[SUPPLIED PASSAGE — start]

Such a quadrature phase shifter is already known in the art, e.g. from the European Patent Application EP-A1-0608577 of BELL TELEPHONE MANUFACTURING COMPANY N.V. entitled "GMSK modulator with automatic calibration" and published on Aug. 3, 1994. Therein, the first and second filter circuits provide respective first and second filter output signals which are roughly phase shifted by +45 degrees and -45 degrees with respect to a signal applied to the input. These roughly orthogonal filter output signals are amplified in their respective branches by the first and second amplifiers thereof. Each of the above first/second device used in this known phase shifter is a first/second multiplier which multiplies the first/second filter output signal of the first/second filter circuit with the phase adjust signal so as to provide a first/second device smaller output signal, i.e. a signal whose phase is the same as that of the first/second filter output signal but having a smaller amplitude. The device smaller output signal is then vectorially added to the larger amplified first/second filter output signal of the opposite branch by the second/first summing circuit and the results of these additions are the above second and first orthogonal output signals. An accurate angle of 90 degrees between these two output signals can thus be obtained by modifying the amplitude and/or the sign of the device smaller output signals. This modification is performed by changing the phase adjust signal which controls the devices, i.e. the multipliers. This phase adjust signal is for instance supplied by an external control circuit which measures the phase shift between the first and the second output signals.
This known phase shifter is used in the GSM (Global System for Mobile communications) and other radio transmitters and receivers where an accurate 90 degrees phase shift is necessary to obtain a sufficient image rejection in the transmitter and to have a correct 90 degrees phase difference between the I (In-phase) and Q (Quadrature-phase) base band phase vector signals in the receiver.

[SUPPLIED PASSAGE — finish]

ABOUT THIS EXERCISE | Echo the patent passage on the quadrature phase shifter word for word, starting with "This known phase shifter is used" and going on through "in the receiver.".

[DATASET ENTRIES — start]

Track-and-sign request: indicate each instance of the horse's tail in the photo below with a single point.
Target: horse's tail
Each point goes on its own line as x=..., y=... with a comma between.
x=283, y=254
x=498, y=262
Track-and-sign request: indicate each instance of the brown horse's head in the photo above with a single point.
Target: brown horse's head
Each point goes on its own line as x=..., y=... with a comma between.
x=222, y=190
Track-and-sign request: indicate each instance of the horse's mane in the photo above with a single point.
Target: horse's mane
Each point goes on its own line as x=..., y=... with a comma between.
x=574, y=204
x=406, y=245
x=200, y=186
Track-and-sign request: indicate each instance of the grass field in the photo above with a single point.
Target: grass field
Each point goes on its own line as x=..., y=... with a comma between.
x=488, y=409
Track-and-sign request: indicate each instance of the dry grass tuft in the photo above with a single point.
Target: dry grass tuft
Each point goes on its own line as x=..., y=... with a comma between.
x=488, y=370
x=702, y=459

[DATASET ENTRIES — finish]

ANSWER SPACE |
This known phase shifter is used in the GSM (Global System for Mobile communications) and other radio transmitters and receivers where an accurate 90 degrees phase shift is necessary to obtain a sufficient image rejection in the transmitter and to have a correct 90 degrees phase difference between the I (In-phase) and Q (Quadrature-phase) base band phase vector signals in the receiver.